Task goal:
Could each record be restated word for word?

+++ The input

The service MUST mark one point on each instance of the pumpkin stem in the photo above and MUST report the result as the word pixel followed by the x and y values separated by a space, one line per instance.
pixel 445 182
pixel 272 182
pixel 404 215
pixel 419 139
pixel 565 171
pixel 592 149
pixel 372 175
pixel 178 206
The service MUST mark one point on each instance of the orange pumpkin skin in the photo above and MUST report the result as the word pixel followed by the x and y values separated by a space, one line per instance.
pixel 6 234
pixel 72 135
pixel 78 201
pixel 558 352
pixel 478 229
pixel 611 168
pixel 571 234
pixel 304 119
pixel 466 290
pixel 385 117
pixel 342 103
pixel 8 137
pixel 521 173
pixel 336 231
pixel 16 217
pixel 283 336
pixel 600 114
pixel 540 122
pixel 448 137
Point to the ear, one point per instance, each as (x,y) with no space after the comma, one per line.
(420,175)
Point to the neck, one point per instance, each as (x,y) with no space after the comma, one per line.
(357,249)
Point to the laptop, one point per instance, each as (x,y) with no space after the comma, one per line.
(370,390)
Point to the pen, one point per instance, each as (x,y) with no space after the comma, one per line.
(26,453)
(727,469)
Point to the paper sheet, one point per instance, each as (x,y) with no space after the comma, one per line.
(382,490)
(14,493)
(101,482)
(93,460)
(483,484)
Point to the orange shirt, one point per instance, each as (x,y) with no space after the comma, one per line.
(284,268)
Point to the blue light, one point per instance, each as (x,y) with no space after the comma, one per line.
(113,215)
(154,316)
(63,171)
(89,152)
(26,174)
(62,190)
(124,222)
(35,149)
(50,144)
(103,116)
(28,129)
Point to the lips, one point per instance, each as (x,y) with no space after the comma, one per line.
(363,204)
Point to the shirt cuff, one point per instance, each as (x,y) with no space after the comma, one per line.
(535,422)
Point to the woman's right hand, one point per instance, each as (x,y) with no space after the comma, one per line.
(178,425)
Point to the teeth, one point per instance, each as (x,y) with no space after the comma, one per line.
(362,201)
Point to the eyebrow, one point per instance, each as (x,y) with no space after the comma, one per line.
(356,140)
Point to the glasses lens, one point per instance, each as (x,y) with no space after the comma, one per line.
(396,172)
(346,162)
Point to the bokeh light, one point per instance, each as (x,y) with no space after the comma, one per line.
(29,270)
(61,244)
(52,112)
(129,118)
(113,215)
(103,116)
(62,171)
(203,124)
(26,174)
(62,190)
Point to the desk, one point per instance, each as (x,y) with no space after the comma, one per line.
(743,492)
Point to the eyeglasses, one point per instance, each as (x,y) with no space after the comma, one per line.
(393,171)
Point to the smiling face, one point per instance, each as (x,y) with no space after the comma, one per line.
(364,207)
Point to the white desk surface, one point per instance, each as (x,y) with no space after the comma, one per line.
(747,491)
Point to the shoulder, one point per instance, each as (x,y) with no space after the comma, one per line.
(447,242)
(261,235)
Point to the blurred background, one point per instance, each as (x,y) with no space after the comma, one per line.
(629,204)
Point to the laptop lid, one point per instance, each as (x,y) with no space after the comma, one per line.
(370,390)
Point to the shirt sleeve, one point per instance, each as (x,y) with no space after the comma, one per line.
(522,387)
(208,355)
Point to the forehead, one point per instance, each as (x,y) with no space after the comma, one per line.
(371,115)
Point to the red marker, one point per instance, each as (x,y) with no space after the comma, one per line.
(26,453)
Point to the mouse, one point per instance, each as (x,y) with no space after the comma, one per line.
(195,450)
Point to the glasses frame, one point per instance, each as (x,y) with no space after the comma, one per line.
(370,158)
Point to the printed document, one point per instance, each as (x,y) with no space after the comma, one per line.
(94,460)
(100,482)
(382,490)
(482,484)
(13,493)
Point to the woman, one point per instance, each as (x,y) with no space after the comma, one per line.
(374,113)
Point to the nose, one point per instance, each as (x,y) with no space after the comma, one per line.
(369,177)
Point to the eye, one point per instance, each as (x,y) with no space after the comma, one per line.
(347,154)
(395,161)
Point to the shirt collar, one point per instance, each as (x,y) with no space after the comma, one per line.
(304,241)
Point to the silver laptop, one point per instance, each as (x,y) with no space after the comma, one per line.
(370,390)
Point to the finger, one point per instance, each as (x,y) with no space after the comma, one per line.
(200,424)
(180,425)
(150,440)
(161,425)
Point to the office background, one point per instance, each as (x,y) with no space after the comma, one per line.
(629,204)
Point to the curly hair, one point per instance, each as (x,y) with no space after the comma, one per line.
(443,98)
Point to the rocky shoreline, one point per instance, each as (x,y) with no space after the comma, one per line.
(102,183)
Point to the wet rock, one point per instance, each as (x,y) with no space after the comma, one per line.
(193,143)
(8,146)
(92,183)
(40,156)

++++++

Answer below:
The service MUST mark one point on each instance of the pumpkin stem in the photo above and MUST report the result as the word pixel followed by the x and y values separated by a space, one line per instance.
pixel 445 182
pixel 272 182
pixel 404 215
pixel 419 139
pixel 565 171
pixel 592 149
pixel 372 175
pixel 178 206
The service MUST mark one point on each instance of the orange pumpkin skin in the photo above and MUST report the result as the word pixel followed by the x and y values separated by a space, one line per instance.
pixel 6 234
pixel 72 135
pixel 78 201
pixel 558 352
pixel 478 229
pixel 611 168
pixel 571 234
pixel 304 119
pixel 466 290
pixel 385 117
pixel 342 103
pixel 8 137
pixel 521 173
pixel 336 231
pixel 16 217
pixel 283 336
pixel 600 114
pixel 540 122
pixel 448 137
Point to the ear, one point per instance, each as (x,y) with no space after the comma, one per line.
(420,175)
Point to the neck, one point per instance, each as (x,y) with no space after the comma, one per line.
(357,249)
Point to the laptop, one point per instance, each as (x,y) with no space after the comma, one per line.
(370,390)
Point to the pen, one point per instance, each as (x,y) with no space after the comma, one per line.
(26,453)
(727,469)
Point to the paper sheet, one point per instance, each as (x,y) with no space after the comma, one per line.
(382,490)
(14,493)
(101,482)
(93,460)
(483,484)
Point to the orange shirt, one point per instance, each as (x,y) with no space after the comma, one per line.
(284,268)
Point to the blue light, one point per instance, each as (x,y) with no space after the comma, one per line.
(113,215)
(154,316)
(63,171)
(89,152)
(26,174)
(62,190)
(124,222)
(35,149)
(50,144)
(103,116)
(28,129)
Point to the lips, one point per instance, each as (x,y) with no space after the comma, one per line.
(363,204)
Point to the shirt cuff, one point per instance, each as (x,y) with no space after the comma, one per line.
(535,422)
Point to the woman's right hand, one point per instance, each as (x,y) with no space after the comma, one per line.
(178,425)
Point to the teeth, one point per instance, each as (x,y) with no space after the comma, one per line.
(362,201)
Point to the eyebrow, one point per instance, each as (x,y) with no space after the comma, one per line.
(356,140)
Point to the glasses lens, one point per instance, each as (x,y) with no space after the comma, one per line.
(396,172)
(346,162)
Point to the bokeh light, one point per instance, each as (x,y) with no space after the comma, one per line.
(29,270)
(61,244)
(52,112)
(129,118)
(113,215)
(103,116)
(62,171)
(203,124)
(26,174)
(62,190)
Point to the desk, one point per instance, each as (x,y) with no space after the comma, one per line.
(743,492)
Point to the eyeglasses, one point per instance, each as (x,y) with no space after the comma, one per line.
(393,171)
Point to the smiling face, one point per instance, each as (x,y) with no space after the comma, one per line.
(364,207)
Point to the white desk surface, one point per instance, each as (x,y) with no space after the comma, one per line.
(747,491)
Point to the shoulder, one point per instance, each as (x,y) with no space after the comma, one per line.
(447,242)
(261,235)
Point to the blurred background, one point per instance, each as (x,y) with no space after the comma, one per line.
(629,204)
Point to the laptop lid, one point per instance, each as (x,y) with no space after the comma, one per line.
(370,390)
Point to the shirt sleeve, one point per instance, each as (x,y) with no space after the comma, one per line.
(522,387)
(208,355)
Point to the forehead, one point per instance, each as (x,y) with no space after the comma, one per line.
(371,115)
Point to the red marker, one point per instance, each as (x,y) with no space after the comma, one per line.
(26,453)
Point to the mouse, one point per instance, each as (x,y) with no space after the comma, one per line.
(195,450)
Point to the glasses frame, one point per instance, each as (x,y) with no space after the comma, one per line.
(370,158)
Point to the printed document, one point per instance, each as (x,y) with no space after the comma, one per line.
(94,460)
(100,482)
(382,490)
(482,484)
(13,493)
Point to the woman, one point per instance, each as (x,y) with no space after the comma, one per line.
(374,113)
Point to the nose, one point per instance, each as (x,y) with no space after the comma, one per line.
(369,177)
Point to the eye, one point per instance, each as (x,y) with no space after the comma, one per line.
(347,154)
(395,161)
Point to the shirt collar, one point per instance, each as (x,y) with no space after the comma, one per line.
(304,241)
Point to the silver laptop, one point per instance, each as (x,y) with no space after the comma, one per line.
(370,390)
Point to the finger, one point per instance, each as (x,y) with no space after the comma, one per line.
(200,424)
(180,425)
(150,440)
(161,425)
Point to the office background, one point per instance, each as (x,y) with no space after the comma, one per line.
(629,204)
Point to the curly hair, one point per instance, each as (x,y) with no space after the comma, one per line.
(443,98)
Point to the rocky shoreline, one point per instance, each as (x,y) with no space after the comma, one per line.
(102,183)
Point to the wet rock, one point per instance, each as (x,y) with no space after the comma, one per line.
(193,143)
(8,146)
(92,183)
(40,156)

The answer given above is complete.